_Problem set:_
a – Name each matrix metalloproteinase measured by multiplex ELISA in the COPD bronchoalveolar lavage study.
b – Carry on the COPD bronchoalveolar lavage study abstract from its final sentence.

Background Matrix metalloproteinases (MMPs) are a family of proteolytic enzymes involved in the normal physiological turnover of the pulmonary extracellular matrix. They have been implicated in animal models of emphysema. However, there have been conflicting results in human studies, largely due to the anatomical regional variability and heterogeneity of COPD not being taken into account. This study aims to understand the role of MMPs in COPD by using CT analysis to guide regional bronchoalveolar lavage (BAL) and employing multiplex profiling of this fluid.
Methods Twelve mild-to-moderate COPD patients (FEV1/FVC ratio <0.7, FEV1 >50%) underwent high resolution spiral chest CT. This was reported by a thoracic radiologist and lobes with most and least evidence of disease (emphysema or bronchial wall thickening) were identified. During bronchoscopy 100 ml of saline was instilled into each of these lobes and the BAL was collected. This fluid was filtered and then concentrated 2-fold by lyophilisation. MMP-1, -2, -3, -7, -8 and -9 were measured using a multiplex ELISA. Sample protein concentration was determined using a Bradford assay. MMP concentration was corrected for BAL protein concentration.

_Given records:_
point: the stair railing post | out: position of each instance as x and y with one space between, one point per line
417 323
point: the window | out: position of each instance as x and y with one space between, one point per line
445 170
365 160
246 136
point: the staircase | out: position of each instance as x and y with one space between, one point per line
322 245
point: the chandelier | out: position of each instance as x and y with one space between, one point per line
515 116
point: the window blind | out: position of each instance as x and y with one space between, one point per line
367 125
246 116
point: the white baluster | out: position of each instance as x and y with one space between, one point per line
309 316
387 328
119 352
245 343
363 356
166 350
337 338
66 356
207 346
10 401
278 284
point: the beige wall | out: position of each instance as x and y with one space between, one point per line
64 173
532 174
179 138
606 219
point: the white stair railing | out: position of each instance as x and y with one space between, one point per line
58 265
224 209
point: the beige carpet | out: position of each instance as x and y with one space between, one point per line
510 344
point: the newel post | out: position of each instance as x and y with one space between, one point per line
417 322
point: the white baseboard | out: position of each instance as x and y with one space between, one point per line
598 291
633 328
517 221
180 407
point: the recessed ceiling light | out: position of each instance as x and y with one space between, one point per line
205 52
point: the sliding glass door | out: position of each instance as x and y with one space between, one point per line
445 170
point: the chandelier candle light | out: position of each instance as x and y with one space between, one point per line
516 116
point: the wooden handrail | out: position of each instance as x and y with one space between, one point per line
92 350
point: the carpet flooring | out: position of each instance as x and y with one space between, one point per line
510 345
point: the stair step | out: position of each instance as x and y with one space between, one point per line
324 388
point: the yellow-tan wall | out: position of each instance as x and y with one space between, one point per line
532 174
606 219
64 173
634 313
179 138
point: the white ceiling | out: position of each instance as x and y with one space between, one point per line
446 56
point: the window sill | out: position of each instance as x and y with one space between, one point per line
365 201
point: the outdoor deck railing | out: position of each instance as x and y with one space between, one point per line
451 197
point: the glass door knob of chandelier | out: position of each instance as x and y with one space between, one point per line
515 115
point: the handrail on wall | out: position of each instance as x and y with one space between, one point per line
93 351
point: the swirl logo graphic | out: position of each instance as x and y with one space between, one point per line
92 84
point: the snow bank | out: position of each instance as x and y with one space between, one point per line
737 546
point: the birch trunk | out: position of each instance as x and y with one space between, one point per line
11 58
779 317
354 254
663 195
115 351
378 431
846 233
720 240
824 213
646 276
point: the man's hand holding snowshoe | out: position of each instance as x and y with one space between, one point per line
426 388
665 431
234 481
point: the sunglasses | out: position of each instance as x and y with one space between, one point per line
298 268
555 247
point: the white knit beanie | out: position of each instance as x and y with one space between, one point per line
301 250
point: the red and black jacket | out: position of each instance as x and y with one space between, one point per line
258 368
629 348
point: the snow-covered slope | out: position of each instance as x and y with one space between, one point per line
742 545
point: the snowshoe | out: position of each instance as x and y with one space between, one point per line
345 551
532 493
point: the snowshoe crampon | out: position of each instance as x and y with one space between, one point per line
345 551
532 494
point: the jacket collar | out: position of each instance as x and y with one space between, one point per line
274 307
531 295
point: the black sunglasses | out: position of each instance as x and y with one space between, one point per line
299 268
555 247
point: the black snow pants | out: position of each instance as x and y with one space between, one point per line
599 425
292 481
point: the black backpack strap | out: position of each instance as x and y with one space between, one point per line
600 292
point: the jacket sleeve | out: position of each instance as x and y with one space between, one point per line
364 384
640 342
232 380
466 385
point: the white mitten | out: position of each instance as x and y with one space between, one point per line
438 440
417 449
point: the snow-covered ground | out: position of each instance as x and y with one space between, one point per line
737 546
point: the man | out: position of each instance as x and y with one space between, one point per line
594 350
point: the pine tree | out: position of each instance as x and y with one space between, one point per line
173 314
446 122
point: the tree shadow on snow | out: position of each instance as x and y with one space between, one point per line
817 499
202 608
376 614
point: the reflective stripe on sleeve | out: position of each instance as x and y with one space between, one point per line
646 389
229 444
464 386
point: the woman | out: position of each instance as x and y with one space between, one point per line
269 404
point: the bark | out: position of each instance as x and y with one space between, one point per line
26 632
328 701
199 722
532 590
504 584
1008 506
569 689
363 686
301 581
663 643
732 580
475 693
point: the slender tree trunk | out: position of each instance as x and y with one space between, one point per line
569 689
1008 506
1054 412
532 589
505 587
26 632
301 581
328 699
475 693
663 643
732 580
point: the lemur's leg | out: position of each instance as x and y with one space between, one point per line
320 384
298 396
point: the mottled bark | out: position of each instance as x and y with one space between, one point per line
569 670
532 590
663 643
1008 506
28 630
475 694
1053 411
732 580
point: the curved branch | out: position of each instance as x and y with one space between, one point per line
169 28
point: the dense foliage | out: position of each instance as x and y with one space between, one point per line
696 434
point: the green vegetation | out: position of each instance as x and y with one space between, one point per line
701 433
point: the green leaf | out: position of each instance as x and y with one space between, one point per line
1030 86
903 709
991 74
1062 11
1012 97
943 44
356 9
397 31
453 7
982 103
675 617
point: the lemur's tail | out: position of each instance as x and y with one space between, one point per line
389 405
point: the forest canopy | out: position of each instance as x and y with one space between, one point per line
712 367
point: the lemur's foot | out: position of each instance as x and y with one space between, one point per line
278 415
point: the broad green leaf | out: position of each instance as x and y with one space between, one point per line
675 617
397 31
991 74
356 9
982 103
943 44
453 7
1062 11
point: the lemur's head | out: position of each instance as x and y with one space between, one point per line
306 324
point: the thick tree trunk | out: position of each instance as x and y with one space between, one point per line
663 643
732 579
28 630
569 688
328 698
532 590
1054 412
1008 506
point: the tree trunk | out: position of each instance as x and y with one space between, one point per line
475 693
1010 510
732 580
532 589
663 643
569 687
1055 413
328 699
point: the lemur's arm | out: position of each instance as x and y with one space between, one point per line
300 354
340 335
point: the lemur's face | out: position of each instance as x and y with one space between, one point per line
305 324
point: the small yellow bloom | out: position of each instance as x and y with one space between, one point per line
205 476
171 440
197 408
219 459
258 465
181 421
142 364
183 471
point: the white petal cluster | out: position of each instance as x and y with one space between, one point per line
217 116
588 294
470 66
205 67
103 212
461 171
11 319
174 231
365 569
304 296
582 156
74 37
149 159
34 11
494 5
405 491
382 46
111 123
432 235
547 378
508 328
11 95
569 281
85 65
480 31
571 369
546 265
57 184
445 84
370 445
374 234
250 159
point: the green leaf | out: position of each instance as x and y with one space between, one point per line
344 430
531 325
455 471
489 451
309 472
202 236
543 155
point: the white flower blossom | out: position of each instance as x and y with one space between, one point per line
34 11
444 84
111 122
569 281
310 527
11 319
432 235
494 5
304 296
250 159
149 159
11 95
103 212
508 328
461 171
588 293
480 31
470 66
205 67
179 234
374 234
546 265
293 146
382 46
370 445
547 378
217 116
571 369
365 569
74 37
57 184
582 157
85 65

_Your written answers:_
a – MMP-1, MMP-2, MMP-3, MMP-7, MMP-8, MMP-9

b –
Results MMPs and protein were successfully detected in BAL. Median values for MMP-1, -2, -3, -7, -8 and -9 were all increased in the diseased lobe compared to the relatively preserved lobe. This was significant for MMP-2 and -3 and trended towards significance for MMP-1 and -7 (Table 1).
Conclusion These results suggest that certain MMPs are present in greater quantities in areas of the lungs most affected by COPD, adding to the evidence that they may be involved in the pathogenesis of the disease. This study also demonstrates the regional anatomical variability of COPD in respect to imaging abnormalities and the underlying disease processes. Regional sampling needs to be considered in future studies to enable full understanding of the heterogeneous pathological mechanisms involved in COPD.